All of the listing below must be repeated word for word. Pictures are the only thing to omit.

> **Coordinate labeling data**:
# # #

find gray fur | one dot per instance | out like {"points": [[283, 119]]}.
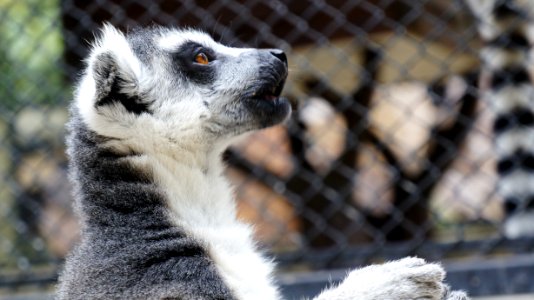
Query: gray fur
{"points": [[129, 249], [147, 128]]}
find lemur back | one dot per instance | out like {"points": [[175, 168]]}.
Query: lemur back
{"points": [[506, 28]]}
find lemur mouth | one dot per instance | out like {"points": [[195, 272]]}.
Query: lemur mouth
{"points": [[270, 92]]}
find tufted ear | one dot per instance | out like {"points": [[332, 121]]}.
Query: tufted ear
{"points": [[116, 72]]}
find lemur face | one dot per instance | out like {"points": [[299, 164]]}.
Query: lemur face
{"points": [[179, 85]]}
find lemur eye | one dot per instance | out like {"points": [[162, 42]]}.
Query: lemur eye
{"points": [[202, 58]]}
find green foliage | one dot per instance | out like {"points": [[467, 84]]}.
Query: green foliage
{"points": [[30, 53]]}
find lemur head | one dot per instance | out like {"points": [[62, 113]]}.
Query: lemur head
{"points": [[162, 85]]}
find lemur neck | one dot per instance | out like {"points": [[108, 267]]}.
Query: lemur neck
{"points": [[196, 192]]}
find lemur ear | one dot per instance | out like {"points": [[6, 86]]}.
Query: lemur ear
{"points": [[116, 71]]}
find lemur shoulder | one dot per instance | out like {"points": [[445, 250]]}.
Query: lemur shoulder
{"points": [[153, 112]]}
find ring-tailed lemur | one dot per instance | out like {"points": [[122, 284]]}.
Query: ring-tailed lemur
{"points": [[152, 114], [507, 29]]}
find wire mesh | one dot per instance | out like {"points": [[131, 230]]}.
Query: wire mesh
{"points": [[389, 154]]}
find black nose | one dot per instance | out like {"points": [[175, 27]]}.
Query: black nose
{"points": [[279, 54]]}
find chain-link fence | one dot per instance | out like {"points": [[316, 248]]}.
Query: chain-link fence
{"points": [[390, 154]]}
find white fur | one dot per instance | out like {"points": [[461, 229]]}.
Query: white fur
{"points": [[519, 225], [518, 183], [495, 58], [520, 138], [510, 97], [398, 280]]}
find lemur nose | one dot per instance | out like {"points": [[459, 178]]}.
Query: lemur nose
{"points": [[279, 54]]}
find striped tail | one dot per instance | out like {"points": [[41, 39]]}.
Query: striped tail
{"points": [[504, 27]]}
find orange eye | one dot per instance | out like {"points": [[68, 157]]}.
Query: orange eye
{"points": [[202, 59]]}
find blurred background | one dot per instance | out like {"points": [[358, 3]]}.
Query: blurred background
{"points": [[389, 154]]}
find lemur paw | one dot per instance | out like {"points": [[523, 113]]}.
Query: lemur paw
{"points": [[406, 279]]}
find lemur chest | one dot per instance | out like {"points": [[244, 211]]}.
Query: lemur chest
{"points": [[202, 204]]}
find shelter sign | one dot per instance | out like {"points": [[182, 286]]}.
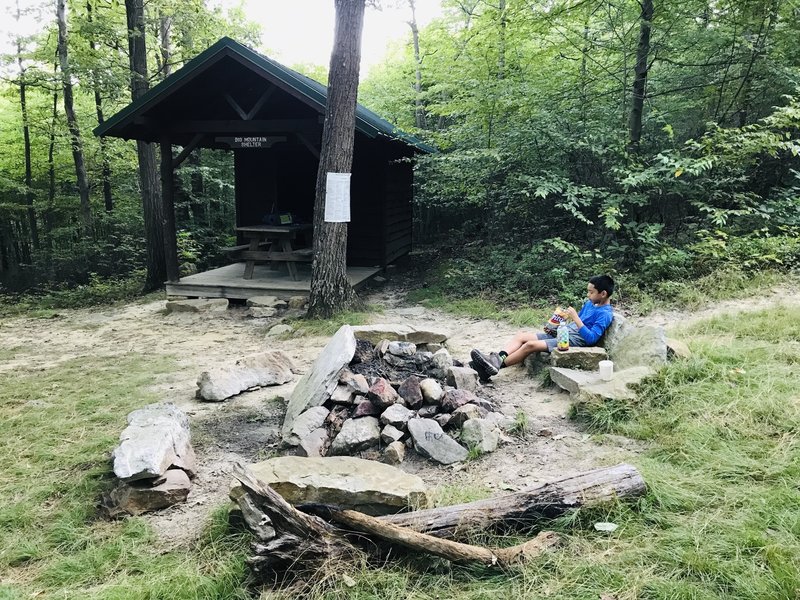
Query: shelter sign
{"points": [[337, 198], [251, 141]]}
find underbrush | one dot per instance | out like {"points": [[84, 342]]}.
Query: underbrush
{"points": [[99, 290]]}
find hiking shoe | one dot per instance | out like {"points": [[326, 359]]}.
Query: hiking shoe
{"points": [[489, 365]]}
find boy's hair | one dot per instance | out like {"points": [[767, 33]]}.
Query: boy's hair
{"points": [[603, 283]]}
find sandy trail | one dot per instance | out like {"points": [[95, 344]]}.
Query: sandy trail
{"points": [[244, 428]]}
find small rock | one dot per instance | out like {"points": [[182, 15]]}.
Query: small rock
{"points": [[261, 312], [411, 391], [395, 453], [390, 434], [432, 391], [455, 398], [280, 329], [343, 394], [297, 301], [427, 411], [402, 348], [365, 408], [397, 415], [480, 434], [201, 305], [462, 378], [314, 444], [266, 301], [431, 441], [356, 434], [382, 394], [305, 423]]}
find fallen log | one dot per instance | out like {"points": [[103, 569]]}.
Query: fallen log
{"points": [[453, 551], [526, 507]]}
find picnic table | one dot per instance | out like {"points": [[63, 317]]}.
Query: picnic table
{"points": [[280, 250]]}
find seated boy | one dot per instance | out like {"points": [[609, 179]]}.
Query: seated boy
{"points": [[586, 329]]}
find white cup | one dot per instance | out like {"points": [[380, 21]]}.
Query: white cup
{"points": [[606, 370]]}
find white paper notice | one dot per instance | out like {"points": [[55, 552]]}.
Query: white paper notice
{"points": [[337, 198]]}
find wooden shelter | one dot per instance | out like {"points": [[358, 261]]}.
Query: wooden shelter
{"points": [[231, 97]]}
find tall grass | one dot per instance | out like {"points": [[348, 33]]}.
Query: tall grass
{"points": [[56, 433]]}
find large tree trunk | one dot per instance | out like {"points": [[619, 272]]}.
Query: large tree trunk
{"points": [[419, 108], [26, 136], [72, 121], [148, 166], [640, 78], [108, 199], [331, 292]]}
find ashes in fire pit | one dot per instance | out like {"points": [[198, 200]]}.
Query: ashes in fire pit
{"points": [[397, 394]]}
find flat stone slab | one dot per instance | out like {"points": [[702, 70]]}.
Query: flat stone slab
{"points": [[273, 367], [366, 486], [139, 497], [400, 332], [316, 386], [431, 441], [587, 386], [157, 437], [197, 305]]}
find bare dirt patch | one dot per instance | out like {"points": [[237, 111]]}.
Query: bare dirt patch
{"points": [[245, 428]]}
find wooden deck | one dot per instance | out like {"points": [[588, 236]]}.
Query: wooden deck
{"points": [[229, 282]]}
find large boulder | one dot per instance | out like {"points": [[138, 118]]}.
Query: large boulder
{"points": [[366, 486], [157, 438], [430, 441], [402, 333], [266, 368], [316, 386], [137, 497]]}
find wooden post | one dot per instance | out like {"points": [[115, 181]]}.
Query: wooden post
{"points": [[168, 213]]}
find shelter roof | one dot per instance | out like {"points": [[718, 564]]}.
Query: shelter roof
{"points": [[212, 92]]}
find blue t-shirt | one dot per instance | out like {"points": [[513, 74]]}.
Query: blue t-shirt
{"points": [[596, 320]]}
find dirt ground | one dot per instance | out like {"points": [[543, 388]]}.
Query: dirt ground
{"points": [[245, 428]]}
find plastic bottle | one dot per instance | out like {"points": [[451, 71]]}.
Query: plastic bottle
{"points": [[562, 337]]}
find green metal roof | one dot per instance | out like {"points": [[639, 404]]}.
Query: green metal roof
{"points": [[313, 92]]}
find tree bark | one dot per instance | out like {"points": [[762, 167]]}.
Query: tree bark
{"points": [[26, 136], [108, 199], [148, 167], [72, 121], [331, 292], [640, 78], [524, 508], [419, 108]]}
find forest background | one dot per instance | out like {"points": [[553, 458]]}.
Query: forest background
{"points": [[655, 140]]}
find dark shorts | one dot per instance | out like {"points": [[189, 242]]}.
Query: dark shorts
{"points": [[574, 340]]}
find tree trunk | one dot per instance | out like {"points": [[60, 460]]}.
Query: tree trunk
{"points": [[26, 136], [108, 199], [524, 508], [164, 25], [419, 110], [331, 292], [72, 121], [640, 78], [148, 167]]}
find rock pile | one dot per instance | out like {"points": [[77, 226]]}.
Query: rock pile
{"points": [[391, 396], [154, 461]]}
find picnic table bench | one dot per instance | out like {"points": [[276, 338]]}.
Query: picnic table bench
{"points": [[280, 250]]}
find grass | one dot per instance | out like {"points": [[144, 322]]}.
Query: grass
{"points": [[56, 432], [721, 518]]}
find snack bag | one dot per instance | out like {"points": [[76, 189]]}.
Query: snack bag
{"points": [[559, 316]]}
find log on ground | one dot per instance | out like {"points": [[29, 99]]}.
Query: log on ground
{"points": [[524, 508]]}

# # #

> **Written solution**:
find gray fur | one dot per instance | out like {"points": [[283, 119]]}.
Query: gray fur
{"points": [[129, 249], [147, 128]]}
find lemur back | one dot per instance | out like {"points": [[175, 168]]}.
Query: lemur back
{"points": [[506, 28]]}
find lemur mouth | one dot per instance | out like {"points": [[195, 272]]}.
Query: lemur mouth
{"points": [[270, 92]]}
find tufted ear | one dot per instance | out like {"points": [[332, 121]]}.
Query: tufted ear
{"points": [[116, 72]]}
find lemur face | one dot per instance | out like {"points": [[299, 164]]}.
Query: lemur face
{"points": [[179, 85]]}
find lemur eye | one dot per instance | out like {"points": [[162, 42]]}.
Query: lemur eye
{"points": [[202, 58]]}
find green foliage | one dot per instance | out like {"points": [[467, 84]]}.
Query: green foliage
{"points": [[30, 53]]}
find lemur head | one dot per instance | out like {"points": [[62, 113]]}.
Query: lemur head
{"points": [[162, 85]]}
find lemur neck | one dot per instance | out like {"points": [[108, 267]]}.
Query: lemur neck
{"points": [[196, 192]]}
find lemur ear | one dot per instance | out like {"points": [[6, 86]]}.
Query: lemur ear
{"points": [[116, 71]]}
find lemur shoulder | one dot per instance | out like {"points": [[445, 250]]}.
Query: lemur shoulder
{"points": [[153, 112]]}
find ring-tailed lemur | one dot per instance | out like {"points": [[122, 284]]}.
Query: ring-tailed lemur
{"points": [[152, 114], [507, 29]]}
find wire mesh | one dot per instance | out like {"points": [[131, 230]]}.
Query: wire mesh
{"points": [[389, 154]]}
find black nose | one dot per instance | out like {"points": [[175, 27]]}.
Query: black nose
{"points": [[279, 54]]}
find chain-link fence | one dot per instance | out like {"points": [[316, 248]]}.
Query: chain-link fence
{"points": [[390, 154]]}
find white fur | one dot per instance | out like {"points": [[461, 229]]}.
Query: white fur
{"points": [[519, 225], [518, 183], [495, 58], [520, 138], [510, 97], [398, 280]]}
find lemur nose | one dot per instance | out like {"points": [[459, 178]]}.
Query: lemur nose
{"points": [[279, 54]]}
find striped tail | one dot per instance | out like {"points": [[41, 39]]}.
Query: striped tail
{"points": [[504, 27]]}
find orange eye | one dot per instance | out like {"points": [[68, 157]]}.
Query: orange eye
{"points": [[202, 59]]}
find blurred background | one dot per instance | out like {"points": [[358, 3]]}.
Query: blurred background
{"points": [[389, 154]]}
find lemur paw | one dot per instance | out like {"points": [[523, 113]]}.
Query: lemur paw
{"points": [[406, 279]]}
find lemur chest | one dot per instance | out like {"points": [[244, 211]]}.
Query: lemur chest
{"points": [[202, 204]]}
find shelter sign | one dot per instance | out like {"points": [[182, 286]]}.
Query: shelter sign
{"points": [[337, 198], [251, 141]]}
find underbrush | one dot per instance | out like {"points": [[84, 342]]}.
Query: underbrush
{"points": [[99, 290]]}
find hiking shoe | one dot per instance | out like {"points": [[326, 359]]}.
Query: hiking shoe
{"points": [[489, 365]]}
find boy's hair | one dot per instance | out like {"points": [[767, 33]]}.
Query: boy's hair
{"points": [[603, 283]]}
find sandy trail | one dot per instance | out like {"points": [[95, 344]]}.
Query: sandy trail
{"points": [[244, 428]]}
find small rock | one dot per instance | out like {"points": [[182, 15]]}.
Query: small rock
{"points": [[261, 312], [411, 391], [395, 453], [390, 434], [432, 391], [455, 398], [280, 329], [343, 394], [297, 301], [427, 411], [402, 348], [365, 408], [397, 415], [480, 434], [201, 305], [462, 378], [314, 444], [266, 301], [431, 441], [356, 434], [382, 394], [305, 423]]}
find fallen log | one dot per instance | out like {"points": [[103, 569]]}.
Query: fallen log
{"points": [[453, 551], [526, 507]]}
find picnic table | one dot per instance | out like {"points": [[63, 317]]}.
Query: picnic table
{"points": [[280, 250]]}
find seated boy | one dot per instance | out like {"points": [[609, 179]]}.
Query: seated boy
{"points": [[586, 329]]}
find white cup | one dot per instance | out like {"points": [[380, 21]]}.
Query: white cup
{"points": [[606, 370]]}
find white paper notice | one dot per instance | out like {"points": [[55, 552]]}.
Query: white paper notice
{"points": [[337, 198]]}
find wooden shelter | one dot per instance | out like {"points": [[358, 261]]}.
Query: wooden shelter
{"points": [[231, 97]]}
find tall grass | one dot per instance | out like {"points": [[348, 33]]}.
Query: tall grass
{"points": [[56, 433]]}
find large tree trunk | one dot per instance | out like {"points": [[619, 272]]}.
Query: large tree trunk
{"points": [[419, 108], [26, 136], [72, 121], [148, 166], [640, 78], [108, 199], [331, 292]]}
find ashes in fire pit | one dot per instance | out like {"points": [[198, 200]]}.
Query: ashes in fire pit
{"points": [[397, 394]]}
find flat stone slab | one dot per instance | out like {"points": [[702, 70]]}.
Query: flat stone slab
{"points": [[273, 367], [366, 486], [139, 497], [400, 332], [316, 386], [431, 441], [587, 386], [157, 437], [197, 305]]}
find bare dirt patch | one dot per instance | out like {"points": [[237, 111]]}.
Query: bare dirt patch
{"points": [[245, 428]]}
find wooden deck | one dot per instance | out like {"points": [[588, 236]]}.
Query: wooden deck
{"points": [[229, 282]]}
find large boulder | one dot per instance | out like {"points": [[138, 118]]}.
Query: large boulder
{"points": [[366, 486], [157, 438], [430, 441], [402, 333], [266, 368], [316, 386], [137, 497]]}
find wooden post | one dot per instance | out like {"points": [[115, 181]]}.
Query: wooden post
{"points": [[168, 213]]}
find shelter roof | one dot per instance | out like {"points": [[718, 564]]}.
Query: shelter roof
{"points": [[212, 92]]}
find blue t-shirt | one dot per instance | out like {"points": [[513, 74]]}.
Query: blue t-shirt
{"points": [[596, 320]]}
find dirt ground | one dot per instance | out like {"points": [[543, 388]]}.
Query: dirt ground
{"points": [[245, 428]]}
find plastic bottle | one dot per instance | out like {"points": [[451, 71]]}.
Query: plastic bottle
{"points": [[562, 337]]}
find green metal roof | one dot per instance | out like {"points": [[639, 404]]}.
Query: green metal roof
{"points": [[313, 92]]}
find tree bark | one dot per instance | out like {"points": [[762, 167]]}.
Query: tree bark
{"points": [[26, 136], [108, 199], [148, 167], [72, 121], [331, 292], [640, 78], [524, 508], [419, 108]]}
find forest background | one dot per instance | out like {"points": [[553, 458]]}.
Query: forest background
{"points": [[655, 140]]}
find dark shorts | one dot per instance | out like {"points": [[189, 242]]}.
Query: dark shorts
{"points": [[574, 340]]}
find tree trunk | one dot per instance | out like {"points": [[60, 460]]}.
Query: tree trunk
{"points": [[26, 136], [108, 199], [524, 508], [164, 25], [419, 110], [331, 292], [72, 121], [640, 78], [148, 167]]}
find rock pile | one dot per instance | out like {"points": [[77, 226]]}.
Query: rock pile
{"points": [[391, 396], [154, 461]]}
find picnic table bench | one dot per instance | out like {"points": [[276, 338]]}.
Query: picnic table bench
{"points": [[280, 250]]}
find grass | one dot per instance | out like {"points": [[144, 322]]}.
Query: grass
{"points": [[56, 432], [721, 518]]}
find snack bag | one dot per instance | out like {"points": [[76, 189]]}.
Query: snack bag
{"points": [[559, 316]]}
find log on ground | one dot per instance | out like {"points": [[29, 99]]}.
Query: log on ground
{"points": [[524, 508]]}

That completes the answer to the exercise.